Monday, September 25, 2023

With frontline workers eyeing vaccines, New Hanover County needs more time to inoculate seniors

New Hanover County Board of Commissioners chairwoman Julia Olson-Boseman surveys a vaccination effort designed to inoculate school staff. While frontline workers become eligible for shots this week — and a new Covid-19 vaccine comes to market — New Hanover County says more time is needed to vaccinate the 65-and-older community. (Port City Daily/Courtesy New Hanover County).

SOUTHEASTERN NC — After Gov. Cooper announced that vaccines will open to the rest of frontline essential workers Wednesday, New Hanover County announced it will hold off on introducing new groups to its vaccination clinics. State leaders allowed counties to delay vaccinating frontline workers in order to shore up inoculations for healthcare workers, elderly populations, and as of last week, school staff. 

Donna Fayko, health and human services director, told the board of commissioners that approximately 63% of the county’s population ages 65 and older — a group estimated to be around 37,000 people — has been vaccinated.

Saved data entries
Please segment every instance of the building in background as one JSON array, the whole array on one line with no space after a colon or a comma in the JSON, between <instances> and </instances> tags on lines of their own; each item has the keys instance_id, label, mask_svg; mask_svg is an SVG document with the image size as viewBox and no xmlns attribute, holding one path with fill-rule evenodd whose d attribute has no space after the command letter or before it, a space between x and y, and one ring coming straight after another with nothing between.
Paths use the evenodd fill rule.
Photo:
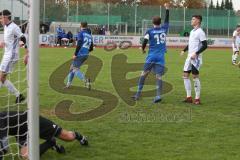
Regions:
<instances>
[{"instance_id":1,"label":"building in background","mask_svg":"<svg viewBox=\"0 0 240 160\"><path fill-rule=\"evenodd\" d=\"M13 20L27 20L27 1L28 0L0 0L0 10L8 9L11 11Z\"/></svg>"}]
</instances>

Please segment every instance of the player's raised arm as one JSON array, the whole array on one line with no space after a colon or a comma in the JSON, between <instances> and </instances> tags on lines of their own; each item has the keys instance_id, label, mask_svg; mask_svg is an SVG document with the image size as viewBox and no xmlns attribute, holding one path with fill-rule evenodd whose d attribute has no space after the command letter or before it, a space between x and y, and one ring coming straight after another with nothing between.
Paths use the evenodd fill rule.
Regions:
<instances>
[{"instance_id":1,"label":"player's raised arm","mask_svg":"<svg viewBox=\"0 0 240 160\"><path fill-rule=\"evenodd\" d=\"M188 51L188 45L181 51L180 55L183 56Z\"/></svg>"},{"instance_id":2,"label":"player's raised arm","mask_svg":"<svg viewBox=\"0 0 240 160\"><path fill-rule=\"evenodd\" d=\"M146 53L145 49L147 47L148 40L149 40L149 33L147 32L144 36L143 43L142 43L142 52L143 53Z\"/></svg>"},{"instance_id":3,"label":"player's raised arm","mask_svg":"<svg viewBox=\"0 0 240 160\"><path fill-rule=\"evenodd\" d=\"M166 15L165 15L165 21L164 24L168 24L169 23L169 9L170 9L170 4L169 3L165 3L164 7L166 8Z\"/></svg>"},{"instance_id":4,"label":"player's raised arm","mask_svg":"<svg viewBox=\"0 0 240 160\"><path fill-rule=\"evenodd\" d=\"M74 57L77 57L78 52L79 52L79 50L80 50L81 47L82 47L82 43L83 43L82 35L80 35L80 36L78 37L78 42L77 42L77 47L76 47L76 50L75 50L75 53L74 53Z\"/></svg>"}]
</instances>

■ EXERCISE DETAILS:
Reproduce the part of the vaccine article that starts at the words "Donna Fayko, health" and ends after "has been vaccinated.".

■ ANSWER BOX:
Donna Fayko, health and human services director, told the board of commissioners that approximately 63% of the county’s population ages 65 and older — a group estimated to be around 37,000 people — has been vaccinated.